▸ WHAT THE EXERCISE ASKS
Beneath this sentence is a set of records; write each of them out exactly.

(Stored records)

#####

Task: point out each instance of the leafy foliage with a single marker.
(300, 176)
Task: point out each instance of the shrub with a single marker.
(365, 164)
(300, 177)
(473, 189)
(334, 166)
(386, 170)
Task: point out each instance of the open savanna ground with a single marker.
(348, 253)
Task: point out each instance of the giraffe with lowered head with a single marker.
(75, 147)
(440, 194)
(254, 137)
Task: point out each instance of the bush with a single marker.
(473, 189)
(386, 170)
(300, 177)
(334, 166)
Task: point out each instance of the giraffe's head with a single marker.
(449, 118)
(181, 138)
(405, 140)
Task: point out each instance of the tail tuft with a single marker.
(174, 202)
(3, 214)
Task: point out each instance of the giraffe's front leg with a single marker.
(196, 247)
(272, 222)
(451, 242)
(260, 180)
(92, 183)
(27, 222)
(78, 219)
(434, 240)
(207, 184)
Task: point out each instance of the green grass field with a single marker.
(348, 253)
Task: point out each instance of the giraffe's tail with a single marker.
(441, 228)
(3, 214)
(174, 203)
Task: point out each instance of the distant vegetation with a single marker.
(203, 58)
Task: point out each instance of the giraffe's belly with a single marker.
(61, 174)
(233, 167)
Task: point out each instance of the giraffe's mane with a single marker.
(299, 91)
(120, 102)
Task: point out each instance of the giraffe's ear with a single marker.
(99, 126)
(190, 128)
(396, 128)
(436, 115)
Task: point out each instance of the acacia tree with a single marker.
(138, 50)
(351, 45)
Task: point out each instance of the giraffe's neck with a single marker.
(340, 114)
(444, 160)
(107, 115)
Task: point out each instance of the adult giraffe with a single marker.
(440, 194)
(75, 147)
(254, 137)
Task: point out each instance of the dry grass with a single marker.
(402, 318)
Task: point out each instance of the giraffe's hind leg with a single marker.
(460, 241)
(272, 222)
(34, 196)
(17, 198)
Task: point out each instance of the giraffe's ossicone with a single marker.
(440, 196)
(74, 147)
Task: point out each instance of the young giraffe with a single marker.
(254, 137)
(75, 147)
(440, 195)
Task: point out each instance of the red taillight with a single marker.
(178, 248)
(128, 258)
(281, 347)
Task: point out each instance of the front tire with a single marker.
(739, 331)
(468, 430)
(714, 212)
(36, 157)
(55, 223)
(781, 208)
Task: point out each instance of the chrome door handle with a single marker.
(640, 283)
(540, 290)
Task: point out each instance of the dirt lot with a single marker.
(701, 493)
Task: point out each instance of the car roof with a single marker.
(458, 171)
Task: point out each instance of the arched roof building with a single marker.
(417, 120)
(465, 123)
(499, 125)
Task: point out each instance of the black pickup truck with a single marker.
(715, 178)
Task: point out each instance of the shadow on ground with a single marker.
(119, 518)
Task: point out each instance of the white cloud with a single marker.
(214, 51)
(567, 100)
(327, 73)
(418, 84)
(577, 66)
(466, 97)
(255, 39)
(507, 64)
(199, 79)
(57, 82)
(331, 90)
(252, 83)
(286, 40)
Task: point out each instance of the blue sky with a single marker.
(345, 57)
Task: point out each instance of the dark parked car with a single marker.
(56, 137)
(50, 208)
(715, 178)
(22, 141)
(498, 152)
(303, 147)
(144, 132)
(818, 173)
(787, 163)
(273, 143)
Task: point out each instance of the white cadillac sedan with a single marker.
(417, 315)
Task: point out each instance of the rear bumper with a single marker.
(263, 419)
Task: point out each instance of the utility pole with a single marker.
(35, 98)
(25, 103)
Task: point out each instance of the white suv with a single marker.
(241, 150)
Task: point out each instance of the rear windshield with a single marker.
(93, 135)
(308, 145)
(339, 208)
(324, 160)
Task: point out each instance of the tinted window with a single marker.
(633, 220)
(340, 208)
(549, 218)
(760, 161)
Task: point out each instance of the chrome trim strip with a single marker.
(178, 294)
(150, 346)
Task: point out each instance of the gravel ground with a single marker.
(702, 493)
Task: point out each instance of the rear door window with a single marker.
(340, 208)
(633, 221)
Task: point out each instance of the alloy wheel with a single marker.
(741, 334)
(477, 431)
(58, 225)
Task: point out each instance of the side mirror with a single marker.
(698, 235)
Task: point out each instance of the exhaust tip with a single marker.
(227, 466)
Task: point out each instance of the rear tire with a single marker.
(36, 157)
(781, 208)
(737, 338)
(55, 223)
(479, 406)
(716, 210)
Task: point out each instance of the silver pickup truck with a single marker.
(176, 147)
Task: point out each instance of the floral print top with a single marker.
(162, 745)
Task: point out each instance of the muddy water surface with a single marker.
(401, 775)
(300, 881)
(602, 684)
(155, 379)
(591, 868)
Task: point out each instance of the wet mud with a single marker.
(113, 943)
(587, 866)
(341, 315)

#####

▸ COMPLETE RESPONSE
Task: point out each instance of the leafy foliage with a single marker.
(300, 176)
Task: point out each instance of the shrub with a single marker.
(365, 164)
(300, 177)
(473, 189)
(334, 166)
(386, 170)
Task: point out each instance of the open savanna ground with a single marker.
(348, 253)
Task: point out each instance of the giraffe with lowered head with a single marker.
(75, 147)
(440, 194)
(254, 137)
Task: point out each instance of the bush with a single marker.
(473, 189)
(386, 170)
(300, 177)
(334, 166)
Task: point out each instance of the giraffe's head with a single marker.
(449, 118)
(181, 138)
(405, 140)
Task: point out each instance of the tail tuft with a single marker.
(174, 202)
(3, 214)
Task: point out each instance of the giraffe's front leg with a single marker.
(196, 247)
(272, 222)
(451, 242)
(260, 180)
(92, 183)
(27, 222)
(78, 219)
(434, 240)
(207, 184)
Task: point out each instance of the green grass field with a single marker.
(348, 253)
Task: point out each instance of the giraffe's tail with a single marker.
(441, 228)
(3, 214)
(174, 203)
Task: point out each instance of the distant vegetation with a single marker.
(203, 58)
Task: point out each instance of the giraffe's belly with a single marker.
(61, 174)
(233, 167)
Task: point out each instance of the giraffe's mane with a single marker.
(299, 91)
(120, 102)
Task: point out each instance of the giraffe's ear with a single marker.
(99, 126)
(190, 128)
(396, 128)
(436, 115)
Task: point out each instance of the acacia tree with a single marker.
(138, 50)
(351, 45)
Task: point out each instance of the giraffe's neck with a single marker.
(340, 114)
(444, 160)
(107, 115)
Task: point out each instance of the adult giraffe with a single marker.
(440, 194)
(75, 147)
(254, 137)
Task: point out each instance of the dry grass with a single marker.
(402, 318)
Task: point out each instance of the giraffe's hind leg with a single marker.
(460, 241)
(272, 222)
(34, 196)
(17, 198)
Task: point out each instance of the giraffe's ossicone with a single marker.
(440, 196)
(74, 147)
Task: point out each instance of the young giraffe with a single marker.
(254, 137)
(75, 147)
(440, 195)
Task: point out each instance of the red taillight with a single marker.
(178, 248)
(128, 258)
(281, 347)
Task: point out each instance of the front tire with a single marker.
(739, 331)
(468, 430)
(714, 212)
(36, 157)
(55, 223)
(781, 208)
Task: point out each instance of the chrome door handle with a single marker.
(640, 283)
(540, 290)
Task: point out each instance of the dirt lot with a single marker.
(701, 493)
Task: point out each instance of the car roof with a single marker.
(458, 171)
Task: point out each instance of the arched roof building with a single marker.
(417, 120)
(465, 123)
(499, 125)
Task: point out each instance of the black pickup truck with a single marker.
(715, 178)
Task: point out each instance of the shadow on ground with a single marker.
(119, 518)
Task: point out each instance of the white cloud with a single marker.
(214, 51)
(567, 100)
(327, 73)
(418, 84)
(577, 66)
(466, 97)
(255, 39)
(507, 64)
(199, 79)
(57, 82)
(331, 90)
(252, 83)
(286, 40)
Task: point out each instance of the blue sky with a single marker.
(345, 57)
Task: point out each instance of the dark parked car with a single marker.
(56, 137)
(50, 208)
(715, 178)
(22, 141)
(498, 152)
(303, 147)
(144, 132)
(818, 173)
(787, 163)
(273, 143)
Task: point out each instance of the white cadillac sedan with a single marker.
(417, 315)
Task: point out each instance of the rear bumper with a single marker.
(263, 419)
Task: point out each instance of the utility pole with a single marker.
(35, 98)
(25, 103)
Task: point out each instance of the white suv with a single marker.
(241, 150)
Task: point out each instance of the rear windshield with a single marker.
(93, 135)
(308, 145)
(339, 208)
(324, 160)
Task: point out each instance of the tinted window with a single marker.
(633, 220)
(340, 208)
(549, 218)
(760, 161)
Task: point out each instance of the chrome trim strip with a single marker.
(178, 294)
(150, 346)
Task: point out each instance of the gravel ground with a single marker.
(702, 493)
Task: point out each instance of the rear door window with a single marker.
(340, 208)
(633, 221)
Task: point out each instance of the alloy wheel with a single marker.
(741, 334)
(477, 431)
(58, 225)
Task: point out each instance of the side mirror with a single marker.
(698, 235)
Task: point out each instance of the exhaust tip with a single marker.
(227, 466)
Task: point out each instance of the rear tire with a single marker.
(36, 157)
(781, 208)
(737, 338)
(55, 223)
(479, 406)
(716, 210)
Task: point out each instance of the silver pickup truck with a single marker.
(176, 147)
Task: point out each instance of the floral print top with a single marker.
(162, 745)
Task: point out each instance of the muddy water surface with a single marker.
(401, 775)
(300, 881)
(602, 684)
(155, 379)
(591, 868)
Task: point out each instance of the wet mud with a single marker.
(113, 943)
(587, 866)
(341, 315)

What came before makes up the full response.